**TEXT EXCERPT:**
Note: p is a square-free number and the largest prime factor of p ≤ 50.
Examples:
Input: n = 10, r = 2, p = 13
Output: 6
Explanation: 10C2 is 45 and 45 % 13= 6
Input: n = 6, r = 2, p = 13
Output: 2
Approach: We have already discussed several other approaches of this problem. Following is the list of the approaches:
Here we will be discussing another approach using the concept of Lucas Theorem and the Chinese Remainder Theorem. So if you are unaware of those two theorems, go through them by following the links given here.
To solve the problem follow the steps as mentioned here.
- First, find all the prime factors of p.
- Create a vector to store the nCr % m for every prime(m) in prime factors of p using the Lucas Theorem.
- Now, using Chinese remainder theorem, calculate min_x such that min_x % primes[i] = rem[i].

Items drawn from a data source:
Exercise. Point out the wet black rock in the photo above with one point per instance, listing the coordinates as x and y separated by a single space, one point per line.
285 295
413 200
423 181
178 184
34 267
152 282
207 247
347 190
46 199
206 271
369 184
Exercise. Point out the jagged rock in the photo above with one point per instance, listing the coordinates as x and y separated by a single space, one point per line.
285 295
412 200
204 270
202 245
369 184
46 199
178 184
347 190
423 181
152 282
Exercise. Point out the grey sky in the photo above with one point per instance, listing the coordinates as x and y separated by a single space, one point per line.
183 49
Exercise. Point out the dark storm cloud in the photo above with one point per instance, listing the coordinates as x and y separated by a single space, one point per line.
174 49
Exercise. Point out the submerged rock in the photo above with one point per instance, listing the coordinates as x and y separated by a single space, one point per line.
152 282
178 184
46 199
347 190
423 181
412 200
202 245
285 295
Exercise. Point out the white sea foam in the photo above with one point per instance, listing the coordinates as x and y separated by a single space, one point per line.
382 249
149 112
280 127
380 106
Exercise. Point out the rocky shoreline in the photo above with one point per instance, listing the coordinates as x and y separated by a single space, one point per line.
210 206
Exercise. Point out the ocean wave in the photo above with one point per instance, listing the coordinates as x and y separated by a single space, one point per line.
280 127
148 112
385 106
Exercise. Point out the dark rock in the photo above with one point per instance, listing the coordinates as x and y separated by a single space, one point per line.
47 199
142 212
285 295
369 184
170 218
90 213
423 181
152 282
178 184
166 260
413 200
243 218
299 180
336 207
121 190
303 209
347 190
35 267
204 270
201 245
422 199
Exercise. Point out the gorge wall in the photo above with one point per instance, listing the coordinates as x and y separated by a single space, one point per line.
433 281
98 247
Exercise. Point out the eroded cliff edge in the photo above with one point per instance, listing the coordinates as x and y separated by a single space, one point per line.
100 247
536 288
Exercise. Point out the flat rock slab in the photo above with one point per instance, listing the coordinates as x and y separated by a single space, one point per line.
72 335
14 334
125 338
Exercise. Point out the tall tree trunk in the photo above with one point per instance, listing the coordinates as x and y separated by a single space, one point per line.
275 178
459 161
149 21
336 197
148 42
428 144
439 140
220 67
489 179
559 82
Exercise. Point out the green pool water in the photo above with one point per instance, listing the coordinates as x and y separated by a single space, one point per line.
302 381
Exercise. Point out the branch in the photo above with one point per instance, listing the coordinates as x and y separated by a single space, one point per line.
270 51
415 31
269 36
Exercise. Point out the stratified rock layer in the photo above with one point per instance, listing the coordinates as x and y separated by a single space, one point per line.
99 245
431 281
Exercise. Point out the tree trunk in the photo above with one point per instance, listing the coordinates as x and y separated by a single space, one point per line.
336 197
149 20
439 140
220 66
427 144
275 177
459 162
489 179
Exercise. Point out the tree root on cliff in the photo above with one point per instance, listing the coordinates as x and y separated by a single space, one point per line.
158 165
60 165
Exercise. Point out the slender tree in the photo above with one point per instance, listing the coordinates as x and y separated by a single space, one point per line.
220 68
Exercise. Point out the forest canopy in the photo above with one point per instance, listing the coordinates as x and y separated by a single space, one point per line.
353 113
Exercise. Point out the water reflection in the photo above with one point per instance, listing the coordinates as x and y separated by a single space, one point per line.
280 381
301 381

**EXERCISE REQUIREMENTS:**
1. According to the excerpt on computing nCr modulo p, which two theorems does the approach it discusses rely on?
2. Put everything in the records from the line containing "Exercise. Point out the flat" down to the end of the records into a numbered list, leaving out blank lines.

**THE ANSWERS:**
1. Lucas Theorem and the Chinese Remainder Theorem.

2.
1. Exercise. Point out the flat rock slab in the photo above with one point per instance, listing the coordinates as x and y separated by a single space, one point per line.
2. 72 335
3. 14 334
4. 125 338
5. Exercise. Point out the tall tree trunk in the photo above with one point per instance, listing the coordinates as x and y separated by a single space, one point per line.
6. 275 178
7. 459 161
8. 149 21
9. 336 197
10. 148 42
11. 428 144
12. 439 140
13. 220 67
14. 489 179
15. 559 82
16. Exercise. Point out the green pool water in the photo above with one point per instance, listing the coordinates as x and y separated by a single space, one point per line.
17. 302 381
18. Exercise. Point out the branch in the photo above with one point per instance, listing the coordinates as x and y separated by a single space, one point per line.
19. 270 51
20. 415 31
21. 269 36
22. Exercise. Point out the stratified rock layer in the photo above with one point per instance, listing the coordinates as x and y separated by a single space, one point per line.
23. 99 245
24. 431 281
25. Exercise. Point out the tree trunk in the photo above with one point per instance, listing the coordinates as x and y separated by a single space, one point per line.
26. 336 197
27. 149 20
28. 439 140
29. 220 66
30. 427 144
31. 275 177
32. 459 162
33. 489 179
34. Exercise. Point out the tree root on cliff in the photo above with one point per instance, listing the coordinates as x and y separated by a single space, one point per line.
35. 158 165
36. 60 165
37. Exercise. Point out the slender tree in the photo above with one point per instance, listing the coordinates as x and y separated by a single space, one point per line.
38. 220 68
39. Exercise. Point out the forest canopy in the photo above with one point per instance, listing the coordinates as x and y separated by a single space, one point per line.
40. 353 113
41. Exercise. Point out the water reflection in the photo above with one point per instance, listing the coordinates as x and y separated by a single space, one point per line.
42. 280 381
43. 301 381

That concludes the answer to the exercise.